▶ _Extracted text_
DYSER PLUMBING v. Ross Plumbing & Heating
This text of 515 So. 2d 250 (DYSER PLUMBING v. Ross Plumbing & Heating) is published on Counsel Stack Legal Research, covering District Court of Appeal of Florida primary law. Counsel Stack provides free access to over 12 million legal documents including statutes, case law, regulations, and constitutions.
Opinion
DYSER PLUMBING Company and Insurance Company of North America, Appellants,
v.
ROSS PLUMBING AND HEATING, INC., Appellee.
District Court of Appeal of Florida, Second District.
*251 Stevan T. Northcutt, of Levine, Hirsch, Segall, Northcutt & Hanlon, P.A., Tampa, for appellants.
Raymond C. Conklin, of Stolba, Englander, Conklin, Brainard, DiSano & Verona, P.A., St. Petersburg, for appellee.
RYDER, Judge.
This dispute arose from the parties' involvement in constructing an addition to St. Anthony's Hospital in Pinellas County. Appellant Dyser Plumbing was engaged by the owner to install the plumbing, medical gas and fire protection systems in the addition. Dyser subcontracted with three companies: appellee Ross Plumbing, Hobgood Air Conditioning and Brown Automatic Sprinklers. Appellant INA was the surety on Dyser's performance and payment bonds.
The project experienced substantial delays. When the project was five months behind, Dyser requested delay damage estimates from its subcontractors. When the project became eleven months behind, Dyser mathematically projected everyone's five-month delay estimates to eleven months and submitted the total to the owner. The $1,136,799.00 claim included estimated eleven-month delay damages for Dyser and all three subcontractors. The amount submitted as Ross' delay damages estimate was $108,130.00. After some negotiations with the owner, Dyser and the owner agreed to a settlement of the delay damages claim of $175,000.00. The amount was not allocated by the owner.
Dyser and the other two subcontractors agreed on an amount to settle their delay damages, Dyser paid them the agreed-upon sum, and those subcontractors signed a release. Ross and Dyser attempted to negotiate a settlement, but could not come to an agreement.
Ross then sued Dyser and INA for breach of contract and requested delay damages, the balance of the payments held as retainage and attorney's fees and costs. Dyser's answer included affirmative defenses which admitted a retainage was owed to Ross, but that the retainage was not, in fact, due and payable because the retainage had not been received by Dyser from the owner. The answer also included a counterclaim for defective and/or improperly performed work.
A bench trial was held in which the trial court limited the evidence of the settlement negotiations between Dyser and Ross. The trial court limited the evidence relating to negotiations because it decided no settlement had been reached. Dyser argued unsuccessfully that a settlement between Dyser and Ross had been reached, so evidence of it was admissible. In its final judgment, the trial court found that the delays were not caused by either party and that both parties had suffered delay damages. It also found that some of Ross' work was performed incorrectly and the cost of conforming the work $17,600.00 would be a set-off against Ross' recovery. The trial court found "the delay damages submitted by Ross were accurate and that the delay claim itself was legitimate," and that Dyser had negotiated a settlement of the delay damages claim with the owner "without first having negotiated a settlement agreement with Ross and without first being authorized to settle for Ross." It then found that "the retainage monies of $49,197.00 have been, and are due." The *252 trial court's order awarded Ross its total delay damage claim of $108,130.00 minus the $17,600.00 set-off, plus the retainage of $49,197.00, for a total of $139,727.00. It ordered prejudgment interest from March 25, 1985. A subsequent order awarded to Ross costs and attorney's fees. This appeal is from those orders.

▶ _What the task requires_
Restate the part of the court opinion that opens with the words containing "ROSS PLUMBING AND" and closes with "RYDER, Judge.", changing "Tampa" to "Orlando".

▶ _Data shown_

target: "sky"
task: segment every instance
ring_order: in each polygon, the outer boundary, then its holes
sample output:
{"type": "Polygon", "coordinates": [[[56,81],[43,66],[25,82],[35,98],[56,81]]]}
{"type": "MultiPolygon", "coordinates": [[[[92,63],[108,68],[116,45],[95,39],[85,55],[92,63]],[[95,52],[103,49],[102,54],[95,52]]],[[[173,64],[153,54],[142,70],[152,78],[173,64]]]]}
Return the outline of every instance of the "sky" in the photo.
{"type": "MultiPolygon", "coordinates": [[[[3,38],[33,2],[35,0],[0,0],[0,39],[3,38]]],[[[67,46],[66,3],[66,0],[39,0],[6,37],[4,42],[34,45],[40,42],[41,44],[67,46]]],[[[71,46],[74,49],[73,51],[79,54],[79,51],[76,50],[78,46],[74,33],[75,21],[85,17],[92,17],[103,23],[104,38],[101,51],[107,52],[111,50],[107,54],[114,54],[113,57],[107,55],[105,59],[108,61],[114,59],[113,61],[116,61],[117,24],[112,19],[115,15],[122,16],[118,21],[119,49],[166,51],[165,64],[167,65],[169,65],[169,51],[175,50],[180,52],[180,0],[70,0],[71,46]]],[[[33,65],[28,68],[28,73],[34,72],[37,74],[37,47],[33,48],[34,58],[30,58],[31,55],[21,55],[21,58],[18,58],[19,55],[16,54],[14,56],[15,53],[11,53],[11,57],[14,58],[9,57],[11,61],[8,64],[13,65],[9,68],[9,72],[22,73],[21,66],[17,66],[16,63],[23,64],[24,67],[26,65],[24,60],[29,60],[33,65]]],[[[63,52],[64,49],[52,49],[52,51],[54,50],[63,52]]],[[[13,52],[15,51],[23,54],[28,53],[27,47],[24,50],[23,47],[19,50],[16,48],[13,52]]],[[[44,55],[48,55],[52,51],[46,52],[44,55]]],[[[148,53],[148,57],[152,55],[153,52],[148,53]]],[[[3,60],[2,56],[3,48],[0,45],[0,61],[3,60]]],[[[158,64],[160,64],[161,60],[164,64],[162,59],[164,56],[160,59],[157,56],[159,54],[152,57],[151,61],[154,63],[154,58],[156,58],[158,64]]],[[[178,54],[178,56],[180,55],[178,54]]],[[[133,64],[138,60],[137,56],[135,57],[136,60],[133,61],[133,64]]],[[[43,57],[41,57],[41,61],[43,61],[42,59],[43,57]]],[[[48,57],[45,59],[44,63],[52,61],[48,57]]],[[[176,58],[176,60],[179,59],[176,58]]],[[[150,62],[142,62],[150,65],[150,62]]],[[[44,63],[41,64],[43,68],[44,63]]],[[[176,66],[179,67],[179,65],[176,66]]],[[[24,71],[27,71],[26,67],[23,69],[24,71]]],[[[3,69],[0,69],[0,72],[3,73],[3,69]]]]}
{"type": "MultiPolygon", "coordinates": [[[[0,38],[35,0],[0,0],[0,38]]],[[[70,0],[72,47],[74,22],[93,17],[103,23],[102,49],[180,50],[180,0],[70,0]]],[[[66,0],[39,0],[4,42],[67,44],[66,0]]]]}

▶ _Result of the task_
ROSS PLUMBING AND HEATING, INC., Appellee.
District Court of Appeal of Florida, Second District.
*251 Stevan T. Northcutt, of Levine, Hirsch, Segall, Northcutt & Hanlon, P.A., Orlando, for appellants.
Raymond C. Conklin, of Stolba, Englander, Conklin, Brainard, DiSano & Verona, P.A., St. Petersburg, for appellee.
RYDER, Judge.